**WHAT YOU HAVE TO DO:**
Reproduce verbatim the lines of the listing below, starting with the line that contains "on branch, each" and continuing through the last line of the listing, both ends included.

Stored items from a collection
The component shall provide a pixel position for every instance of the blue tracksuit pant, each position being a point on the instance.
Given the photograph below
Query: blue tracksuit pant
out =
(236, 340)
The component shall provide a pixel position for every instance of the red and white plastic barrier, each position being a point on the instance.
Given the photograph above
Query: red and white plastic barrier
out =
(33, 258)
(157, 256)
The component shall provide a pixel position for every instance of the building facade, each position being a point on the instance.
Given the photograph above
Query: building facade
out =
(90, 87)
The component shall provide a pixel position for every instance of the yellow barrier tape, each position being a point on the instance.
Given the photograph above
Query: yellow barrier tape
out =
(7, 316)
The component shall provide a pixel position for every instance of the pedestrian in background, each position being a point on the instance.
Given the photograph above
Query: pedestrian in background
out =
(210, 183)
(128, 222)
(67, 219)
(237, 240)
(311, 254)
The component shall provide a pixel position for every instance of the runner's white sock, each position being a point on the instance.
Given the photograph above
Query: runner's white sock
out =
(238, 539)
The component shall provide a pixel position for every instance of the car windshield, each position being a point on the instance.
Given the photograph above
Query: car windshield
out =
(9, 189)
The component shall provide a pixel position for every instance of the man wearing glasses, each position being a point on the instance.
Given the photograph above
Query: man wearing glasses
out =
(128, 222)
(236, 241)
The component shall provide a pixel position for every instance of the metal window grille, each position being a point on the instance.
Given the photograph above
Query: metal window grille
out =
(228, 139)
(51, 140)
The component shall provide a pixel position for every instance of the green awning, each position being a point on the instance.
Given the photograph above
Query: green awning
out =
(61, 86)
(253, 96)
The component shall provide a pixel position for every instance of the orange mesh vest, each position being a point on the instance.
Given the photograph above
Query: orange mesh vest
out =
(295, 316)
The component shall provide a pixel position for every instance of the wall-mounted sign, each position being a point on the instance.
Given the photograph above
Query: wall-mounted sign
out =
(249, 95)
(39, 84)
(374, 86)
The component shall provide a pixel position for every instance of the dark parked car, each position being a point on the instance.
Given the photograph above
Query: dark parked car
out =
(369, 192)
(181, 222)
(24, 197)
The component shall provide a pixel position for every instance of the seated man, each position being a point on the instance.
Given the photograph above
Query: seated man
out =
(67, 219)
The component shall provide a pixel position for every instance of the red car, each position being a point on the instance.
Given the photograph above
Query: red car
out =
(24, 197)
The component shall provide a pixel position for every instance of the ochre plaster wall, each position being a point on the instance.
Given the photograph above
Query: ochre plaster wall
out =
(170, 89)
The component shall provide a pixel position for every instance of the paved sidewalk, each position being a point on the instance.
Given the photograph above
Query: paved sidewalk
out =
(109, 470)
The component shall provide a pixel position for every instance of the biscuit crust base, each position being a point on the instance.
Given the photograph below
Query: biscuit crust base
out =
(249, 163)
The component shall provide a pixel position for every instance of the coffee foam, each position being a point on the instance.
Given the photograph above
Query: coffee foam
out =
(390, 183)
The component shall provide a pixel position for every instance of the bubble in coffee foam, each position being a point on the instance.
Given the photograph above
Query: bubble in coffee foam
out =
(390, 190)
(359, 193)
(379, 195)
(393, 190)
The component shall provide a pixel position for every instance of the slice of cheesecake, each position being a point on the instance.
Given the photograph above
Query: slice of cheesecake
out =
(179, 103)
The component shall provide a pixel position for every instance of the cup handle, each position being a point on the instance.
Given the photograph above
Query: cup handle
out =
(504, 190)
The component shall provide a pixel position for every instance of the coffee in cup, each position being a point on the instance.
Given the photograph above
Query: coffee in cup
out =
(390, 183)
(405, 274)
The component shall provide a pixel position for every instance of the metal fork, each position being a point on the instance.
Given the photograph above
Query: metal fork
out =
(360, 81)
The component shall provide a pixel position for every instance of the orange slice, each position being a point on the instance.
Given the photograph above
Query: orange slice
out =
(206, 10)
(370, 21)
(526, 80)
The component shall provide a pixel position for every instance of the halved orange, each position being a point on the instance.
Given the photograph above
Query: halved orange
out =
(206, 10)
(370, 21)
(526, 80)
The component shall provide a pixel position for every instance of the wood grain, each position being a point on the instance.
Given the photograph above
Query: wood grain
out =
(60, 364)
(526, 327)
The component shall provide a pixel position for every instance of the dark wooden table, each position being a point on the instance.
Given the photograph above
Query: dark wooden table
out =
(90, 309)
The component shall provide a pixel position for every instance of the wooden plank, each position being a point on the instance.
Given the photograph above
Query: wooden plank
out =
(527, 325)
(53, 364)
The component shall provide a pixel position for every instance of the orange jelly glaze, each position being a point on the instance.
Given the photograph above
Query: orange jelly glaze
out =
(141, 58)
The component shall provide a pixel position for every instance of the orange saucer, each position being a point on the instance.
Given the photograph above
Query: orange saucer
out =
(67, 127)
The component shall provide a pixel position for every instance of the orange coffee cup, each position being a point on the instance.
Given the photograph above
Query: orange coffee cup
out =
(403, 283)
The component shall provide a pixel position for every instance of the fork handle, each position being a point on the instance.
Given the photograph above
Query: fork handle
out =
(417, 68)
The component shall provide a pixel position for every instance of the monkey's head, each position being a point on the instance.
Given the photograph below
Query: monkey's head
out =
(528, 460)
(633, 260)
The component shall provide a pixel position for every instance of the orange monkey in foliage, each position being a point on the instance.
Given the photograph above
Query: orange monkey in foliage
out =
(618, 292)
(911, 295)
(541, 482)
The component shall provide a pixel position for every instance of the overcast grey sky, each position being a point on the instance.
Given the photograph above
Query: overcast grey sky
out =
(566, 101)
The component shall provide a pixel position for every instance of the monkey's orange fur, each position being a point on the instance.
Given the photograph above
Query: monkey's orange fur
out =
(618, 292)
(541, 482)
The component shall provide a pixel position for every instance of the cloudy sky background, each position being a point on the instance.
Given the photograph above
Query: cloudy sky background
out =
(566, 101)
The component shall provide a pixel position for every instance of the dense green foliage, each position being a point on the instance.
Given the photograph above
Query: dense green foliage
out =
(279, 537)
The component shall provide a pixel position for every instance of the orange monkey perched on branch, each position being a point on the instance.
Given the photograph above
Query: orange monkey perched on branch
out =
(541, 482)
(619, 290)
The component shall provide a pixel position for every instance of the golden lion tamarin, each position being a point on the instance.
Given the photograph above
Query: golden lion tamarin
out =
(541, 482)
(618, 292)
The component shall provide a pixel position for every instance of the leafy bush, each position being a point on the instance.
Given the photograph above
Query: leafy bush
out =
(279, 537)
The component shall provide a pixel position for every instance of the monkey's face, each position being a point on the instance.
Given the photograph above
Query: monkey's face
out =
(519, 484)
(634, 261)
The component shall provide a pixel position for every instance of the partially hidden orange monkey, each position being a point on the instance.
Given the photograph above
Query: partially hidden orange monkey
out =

**SOLUTION:**
The component shall provide a pixel position for every instance of the orange monkey perched on branch, each position being a point on the instance.
Given the photograph above
Query: orange monkey perched on branch
out =
(541, 482)
(619, 290)
The component shall provide a pixel position for every instance of the golden lion tamarin, each position being a point on the instance.
Given the photograph above
Query: golden lion tamarin
out =
(541, 482)
(618, 292)
The component shall provide a pixel position for every instance of the leafy bush, each position being a point on the instance.
Given the photograph above
Query: leafy bush
out =
(279, 537)
The component shall provide a pixel position for every instance of the monkey's face, each position being a point on the instance.
Given the photograph above
Query: monkey's face
out =
(519, 484)
(634, 261)
The component shall provide a pixel position for every instance of the partially hidden orange monkey, each position being a point on the instance.
Given the photograph above
Query: partially hidden orange monkey
out =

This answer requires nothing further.